(Data extracted from a collection)

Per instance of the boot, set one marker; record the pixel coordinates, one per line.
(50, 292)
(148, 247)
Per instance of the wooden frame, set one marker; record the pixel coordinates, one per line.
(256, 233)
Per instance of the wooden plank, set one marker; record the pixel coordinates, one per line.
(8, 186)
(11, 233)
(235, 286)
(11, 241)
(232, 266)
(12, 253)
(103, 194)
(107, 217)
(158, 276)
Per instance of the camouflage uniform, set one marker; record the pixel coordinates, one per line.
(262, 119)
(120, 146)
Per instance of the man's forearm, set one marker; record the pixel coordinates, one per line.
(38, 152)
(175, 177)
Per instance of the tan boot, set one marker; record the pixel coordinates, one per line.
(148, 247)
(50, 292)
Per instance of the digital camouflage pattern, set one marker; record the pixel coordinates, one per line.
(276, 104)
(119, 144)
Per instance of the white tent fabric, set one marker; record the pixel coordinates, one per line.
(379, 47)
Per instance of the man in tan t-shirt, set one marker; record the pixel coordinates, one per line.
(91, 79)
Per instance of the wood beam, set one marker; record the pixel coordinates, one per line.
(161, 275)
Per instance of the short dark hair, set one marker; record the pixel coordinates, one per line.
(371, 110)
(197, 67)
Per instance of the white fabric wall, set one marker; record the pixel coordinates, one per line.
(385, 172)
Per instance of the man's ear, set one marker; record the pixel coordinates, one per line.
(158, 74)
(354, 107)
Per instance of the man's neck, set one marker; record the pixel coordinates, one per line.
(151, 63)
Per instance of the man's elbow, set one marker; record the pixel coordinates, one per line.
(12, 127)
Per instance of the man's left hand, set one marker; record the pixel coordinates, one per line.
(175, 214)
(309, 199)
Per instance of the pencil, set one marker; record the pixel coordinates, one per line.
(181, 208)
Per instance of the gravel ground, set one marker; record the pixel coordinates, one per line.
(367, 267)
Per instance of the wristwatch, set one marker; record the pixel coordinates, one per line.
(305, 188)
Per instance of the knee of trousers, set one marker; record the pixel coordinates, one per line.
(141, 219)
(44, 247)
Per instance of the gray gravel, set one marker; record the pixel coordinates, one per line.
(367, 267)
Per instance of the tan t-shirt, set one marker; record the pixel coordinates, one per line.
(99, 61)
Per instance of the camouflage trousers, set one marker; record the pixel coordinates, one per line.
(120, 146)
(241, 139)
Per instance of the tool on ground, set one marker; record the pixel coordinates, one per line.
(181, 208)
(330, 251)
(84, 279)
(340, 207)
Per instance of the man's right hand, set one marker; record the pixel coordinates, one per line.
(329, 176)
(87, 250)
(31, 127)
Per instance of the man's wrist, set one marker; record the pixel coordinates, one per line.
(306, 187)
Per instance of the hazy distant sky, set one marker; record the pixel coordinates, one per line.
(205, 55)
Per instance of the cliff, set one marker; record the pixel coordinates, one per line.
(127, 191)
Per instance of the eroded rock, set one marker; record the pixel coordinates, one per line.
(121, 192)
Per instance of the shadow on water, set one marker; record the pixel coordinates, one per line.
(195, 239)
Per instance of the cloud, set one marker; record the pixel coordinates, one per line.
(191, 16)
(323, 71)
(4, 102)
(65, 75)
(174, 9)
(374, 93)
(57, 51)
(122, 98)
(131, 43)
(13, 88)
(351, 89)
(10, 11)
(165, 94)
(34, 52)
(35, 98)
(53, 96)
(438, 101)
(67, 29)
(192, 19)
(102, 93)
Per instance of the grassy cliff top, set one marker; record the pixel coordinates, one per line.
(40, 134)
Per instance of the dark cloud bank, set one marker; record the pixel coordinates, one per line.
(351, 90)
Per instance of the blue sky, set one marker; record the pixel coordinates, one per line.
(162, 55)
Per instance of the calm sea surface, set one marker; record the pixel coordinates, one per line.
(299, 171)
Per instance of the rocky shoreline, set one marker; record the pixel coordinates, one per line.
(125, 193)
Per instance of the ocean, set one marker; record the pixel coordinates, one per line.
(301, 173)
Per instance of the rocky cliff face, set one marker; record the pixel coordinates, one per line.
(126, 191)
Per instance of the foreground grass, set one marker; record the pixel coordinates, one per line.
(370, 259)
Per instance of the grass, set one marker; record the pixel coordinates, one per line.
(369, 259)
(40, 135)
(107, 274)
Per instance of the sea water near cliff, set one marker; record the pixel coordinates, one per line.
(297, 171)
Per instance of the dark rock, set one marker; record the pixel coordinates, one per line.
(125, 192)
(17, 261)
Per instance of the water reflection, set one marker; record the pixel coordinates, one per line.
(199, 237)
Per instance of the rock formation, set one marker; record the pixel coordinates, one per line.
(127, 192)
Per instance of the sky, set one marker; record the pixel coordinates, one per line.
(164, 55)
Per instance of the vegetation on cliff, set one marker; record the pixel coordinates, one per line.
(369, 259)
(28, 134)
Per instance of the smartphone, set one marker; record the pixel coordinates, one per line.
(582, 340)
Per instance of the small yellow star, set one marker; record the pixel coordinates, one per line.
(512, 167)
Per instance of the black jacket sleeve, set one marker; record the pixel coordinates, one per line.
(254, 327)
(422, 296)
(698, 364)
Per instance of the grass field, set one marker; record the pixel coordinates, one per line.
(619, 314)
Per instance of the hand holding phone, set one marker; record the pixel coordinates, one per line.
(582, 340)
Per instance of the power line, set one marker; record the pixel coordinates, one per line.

▸ TASK BRIEF
Transcribe word for word the lines from the one holding "Per instance of the water" to the last line of the listing above, inclusive.

▸ COMPLETE ANSWER
Per instance of the water reflection, set one marker; record the pixel coordinates, one per line.
(199, 237)
Per instance of the rock formation, set one marker; record the pixel coordinates, one per line.
(127, 192)
Per instance of the sky, set one marker; record the pixel coordinates, one per line.
(164, 55)
Per instance of the vegetation on cliff, set one marker; record the pixel coordinates, one per line.
(369, 259)
(28, 134)
Per instance of the smartphone, set one marker; record the pixel coordinates, one per line.
(582, 340)
Per instance of the small yellow star, set one marker; record the pixel coordinates, one per line.
(512, 167)
Per instance of the black jacket sleeve, set one marker; record the pixel coordinates, one per line.
(254, 327)
(422, 296)
(698, 364)
Per instance of the grass field, set one marker; record the pixel coordinates, one per line.
(619, 314)
Per instance of the hand holding phone, set one marker; record the pixel coordinates, one per line.
(582, 340)
Per instance of the power line, set one marker; record the pixel coordinates, one per line.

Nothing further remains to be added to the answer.